* [Given instruction]: Extend the piece on the rise of open finance, picking up after its final paragraph.

-- Document section start --

The Rise Of Open Finance



By now most investors and technology enthusiasts are aware of the growth of the blockchain phenomenon over the last few years. Prominently characterized by exorbitant price appreciation and depreciation. Unfortunately, far fewer people are aware of the massive amount of innovation that has subsequently been delivered as the result of a speculative bubble. The field of open finance has benefitted the most, open finance is traditionally described as data-sharing principles to enable third party providers to access customers' data across a broader range of financial sectors and products. The blockchain community has to some degree transcended the Open Finance field to create what is known as Decentralized Finance, DeFi for short, an approach to finance where services are openly accessible to any internet user, the user interacts with a protocol rather than a company.


If we are to understand this fundamental change we first have to explore the architecture behind our current banking and other financial services industry. As of today, the industry consists of centralized service providers that merely interact through communication protocols (e.g. SWIFT network) that live on the internet and are managed by organizations (e.g. Society for Worldwide Interbank Financial Telecommunication). Protocols that allow for settling financial transactions, they guarantee that transactions will be processed, executed, and settled. Banks are responsible for interfacing with these networks on behalf of their clients — sending the right messages and responding appropriately to messages received. The internet brought us, as users of banks, closer to their messaging network and allowing for online banking and fast mobile payments all whilst hundreds of bank branches closed across the globe.

-- Document section end --
-- Entries shown start --

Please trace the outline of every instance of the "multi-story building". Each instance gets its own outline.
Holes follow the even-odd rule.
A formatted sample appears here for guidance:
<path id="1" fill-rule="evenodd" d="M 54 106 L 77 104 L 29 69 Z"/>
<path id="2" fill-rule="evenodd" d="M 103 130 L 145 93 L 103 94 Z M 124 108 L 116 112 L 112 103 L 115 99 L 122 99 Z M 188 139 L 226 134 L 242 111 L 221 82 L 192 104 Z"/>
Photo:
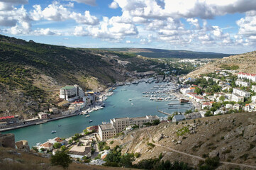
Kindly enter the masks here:
<path id="1" fill-rule="evenodd" d="M 253 82 L 256 82 L 256 74 L 239 72 L 238 74 L 238 77 L 239 79 L 247 79 Z"/>
<path id="2" fill-rule="evenodd" d="M 243 81 L 240 79 L 238 79 L 237 81 L 235 81 L 235 85 L 238 86 L 250 86 L 250 83 L 247 81 Z"/>
<path id="3" fill-rule="evenodd" d="M 77 85 L 66 86 L 60 90 L 60 98 L 67 101 L 72 101 L 83 96 L 84 96 L 84 92 Z"/>
<path id="4" fill-rule="evenodd" d="M 116 135 L 116 128 L 112 124 L 99 125 L 99 135 L 101 140 L 106 140 Z"/>
<path id="5" fill-rule="evenodd" d="M 237 94 L 232 94 L 231 101 L 235 102 L 244 102 L 245 98 Z"/>
<path id="6" fill-rule="evenodd" d="M 233 89 L 233 94 L 238 94 L 239 96 L 245 98 L 249 98 L 250 96 L 250 94 L 249 92 L 247 92 L 245 91 L 237 88 Z"/>
<path id="7" fill-rule="evenodd" d="M 256 92 L 256 86 L 255 85 L 252 85 L 252 91 L 253 91 L 254 92 Z"/>
<path id="8" fill-rule="evenodd" d="M 110 120 L 110 123 L 115 127 L 116 132 L 118 133 L 123 130 L 126 127 L 129 125 L 138 125 L 142 127 L 145 123 L 152 123 L 155 120 L 159 119 L 157 115 L 146 115 L 145 117 L 137 117 L 137 118 L 113 118 Z"/>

-- Entries shown end --

* [Answer to this exercise]:
Additionally, we have seen the rise of countless FinTech companies over the past decade, including digital and neobanks. These companies built on the edges of traditional banking, naturally expanding the capabilities of the banking industry itself. Companies that have experienced considerable user growth by servicing niches that banks have historically perceived unfeasible. These innovations are built on a set of technology that greatly reduces friction and overhead costs, but fundamentally the architecture has not evolved.


The Ethereum open-source network has been the clear leader in terms of protocol development. Where FinTech has traditionally been the innovation of services by companies for their clientele, Ethereum is a platform that allows for the deployment of service protocols and transaction of assets. In a similar manner to how Amazon is built on the internet, so could one create a fully-digital bank on the Ethereum Virtual Machine, this means that not just the interaction is digital but also the actual service. Banks are obviously still crucial in our current and future systems, but they are closed walled gardens of innovation that cannot compete with open-source development.


How does the Ethereum network make this possible?


At its most basic Ethereum is an improved version of the internet, it has additional expressiveness to other networks like Bitcoin in that it can provide guarantees over basic conditional agreements. If this, then that. When this, then that. These are known as smart contracts.



Smart contracts can be used to create trust-minimised services. Where users of the service can interact peer to peer without requiring a third-party intermediary to enforce and manufacture trust, which explains the above statement on how the actual service is digital. Ethereum is essentially a vending machine for the creation, management and settlement of trust-minimised financial services that replace the need for intermediaries in financial transactions.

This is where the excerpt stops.